Similarly, the mythologist, Joseph Campbell describes the call to purpose and meaning in the poetic imagination of myth:

Mythology is poetry, it is metaphorical. It has been well said that mythology is the penultimate truth--penultimate because the ultimate cannot be put into words. It is beyond words. Beyond images... Mythology pitches the mind beyond that rim, to what can be known but not told.

Mythology is the notes between the lines, beneath the surface intellect, where we may find meaning in the images and symbols woven together in the poet’s dream. It invites the priest to come down from his tower, and not go back up.

Elsewhere, Campbell states:

Wherever the poetry of myth is interpreted as biography, history, or science, it is killed.

Likewise, it is may also be killed when we rationalize and distort the sacred construct of a myth in order to make it say what we would like it to say. This is the predicament of one of the most profound myths in human history—the myth of love within the universal family painted in the sacred Torah-Gospel mythology. From its inception, it is distorted into various systems of idolatry and social control, symbolized by eating the immature fruit or morality, ultimately becoming the various moralistic traditions of the Abrahamic religions. The myth itself is an invitation to move beyond the fear-based religious systems and hierarchies into the way of love and relationship, of one transcendent family.

** DATA ENTRIES **
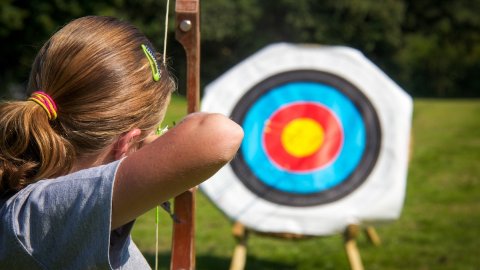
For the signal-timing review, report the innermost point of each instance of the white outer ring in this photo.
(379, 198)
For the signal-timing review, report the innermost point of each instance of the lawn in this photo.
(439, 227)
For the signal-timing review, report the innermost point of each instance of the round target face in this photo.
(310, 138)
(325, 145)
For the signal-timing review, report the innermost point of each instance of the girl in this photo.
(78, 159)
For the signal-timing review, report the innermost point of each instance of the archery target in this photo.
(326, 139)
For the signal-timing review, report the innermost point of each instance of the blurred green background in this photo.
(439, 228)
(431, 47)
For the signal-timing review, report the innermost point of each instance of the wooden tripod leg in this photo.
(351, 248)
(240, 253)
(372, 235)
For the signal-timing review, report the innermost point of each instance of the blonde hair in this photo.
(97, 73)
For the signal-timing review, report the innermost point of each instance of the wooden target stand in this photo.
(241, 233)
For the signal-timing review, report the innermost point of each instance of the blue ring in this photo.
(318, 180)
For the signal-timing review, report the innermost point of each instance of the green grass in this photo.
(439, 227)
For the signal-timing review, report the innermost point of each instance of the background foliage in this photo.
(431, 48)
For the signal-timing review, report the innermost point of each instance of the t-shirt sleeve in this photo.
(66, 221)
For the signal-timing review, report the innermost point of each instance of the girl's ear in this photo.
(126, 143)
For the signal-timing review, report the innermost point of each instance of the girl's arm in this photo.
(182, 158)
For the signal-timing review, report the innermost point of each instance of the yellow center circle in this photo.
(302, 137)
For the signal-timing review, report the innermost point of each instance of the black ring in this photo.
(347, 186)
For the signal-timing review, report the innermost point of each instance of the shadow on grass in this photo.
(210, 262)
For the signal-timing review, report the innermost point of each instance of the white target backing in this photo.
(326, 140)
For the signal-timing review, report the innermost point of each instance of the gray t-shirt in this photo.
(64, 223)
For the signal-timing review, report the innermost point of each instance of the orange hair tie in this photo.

** JOBS **
[1] In the passage on mythology, condense the paragraph beginning "Mythology is the notes between the lines" into a shorter version that keeps its main facts.
[2] In the passage on mythology, take the part starting with "Wherever the poetry" and going on through "one transcendent family.", and change "predicament" to "dilemma".
The records have no connection to the passage on mythology.

** WRITTEN RESPONSES **
[1] Mythology lies between the lines, beneath the surface intellect, where meaning can be found in the images and symbols woven into the poet's dream. It invites the priest to come down from his tower and stay down.

[2]
Wherever the poetry of myth is interpreted as biography, history, or science, it is killed.

Likewise, it is may also be killed when we rationalize and distort the sacred construct of a myth in order to make it say what we would like it to say. This is the dilemma of one of the most profound myths in human history—the myth of love within the universal family painted in the sacred Torah-Gospel mythology. From its inception, it is distorted into various systems of idolatry and social control, symbolized by eating the immature fruit or morality, ultimately becoming the various moralistic traditions of the Abrahamic religions. The myth itself is an invitation to move beyond the fear-based religious systems and hierarchies into the way of love and relationship, of one transcendent family.